DATA RECORDS ->

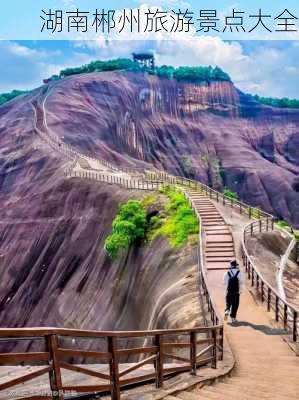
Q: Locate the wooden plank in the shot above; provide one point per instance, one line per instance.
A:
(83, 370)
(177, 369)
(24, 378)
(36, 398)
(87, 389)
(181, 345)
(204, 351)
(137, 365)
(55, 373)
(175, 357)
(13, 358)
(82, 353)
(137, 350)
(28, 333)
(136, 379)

---

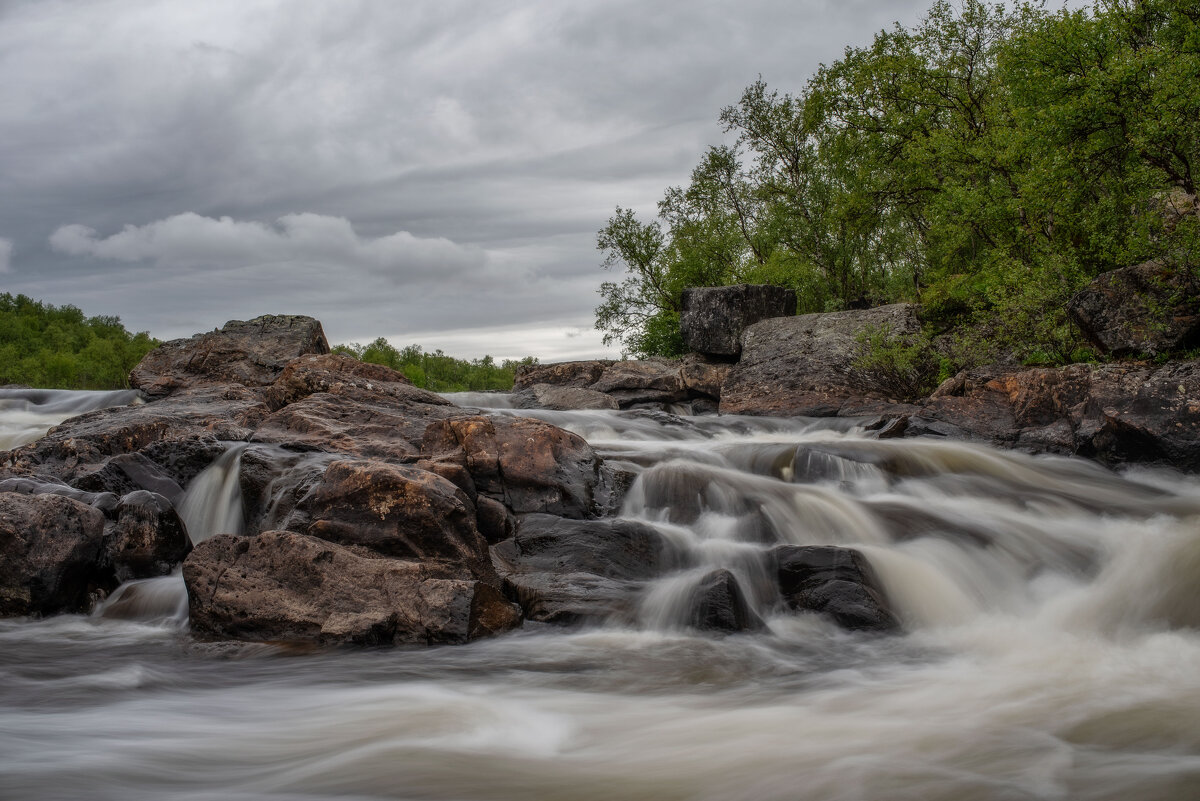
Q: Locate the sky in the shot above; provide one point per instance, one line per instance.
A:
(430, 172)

TASK DETAILS -> How many lines of the listing above include the word "Locate"? State the number and nothing else.

EXERCISE OUTPUT -> 2